**TASK STATEMENT**
Copy out each line of the material that includes the word "Target".

**DATA**
+---+

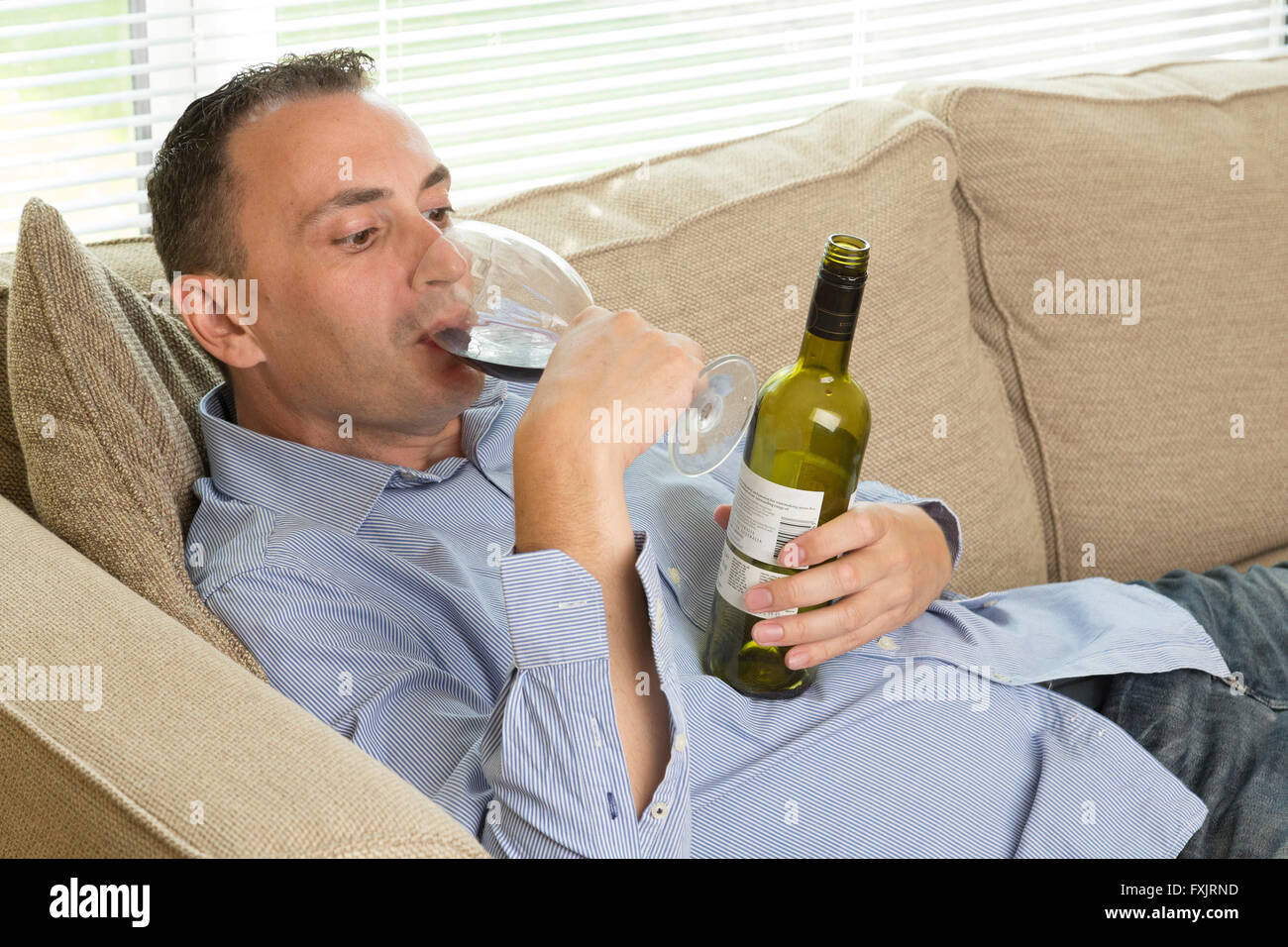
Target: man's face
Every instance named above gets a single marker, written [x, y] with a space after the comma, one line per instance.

+---+

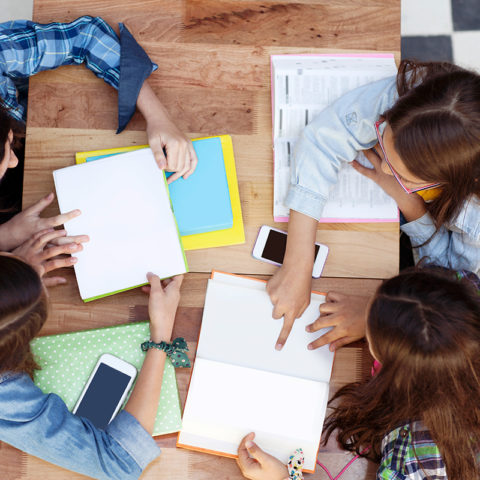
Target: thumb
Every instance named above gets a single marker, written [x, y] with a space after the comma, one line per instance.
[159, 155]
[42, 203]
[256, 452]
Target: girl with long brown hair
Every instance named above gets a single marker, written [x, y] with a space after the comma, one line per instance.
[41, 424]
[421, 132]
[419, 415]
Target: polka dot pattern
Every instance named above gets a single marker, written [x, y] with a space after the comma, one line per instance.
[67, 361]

+---+

**RESPONSE TO THIS TASK**
Target: man's face
Target: thumb
Target: girl with long brown hair
Target: polka dot pattern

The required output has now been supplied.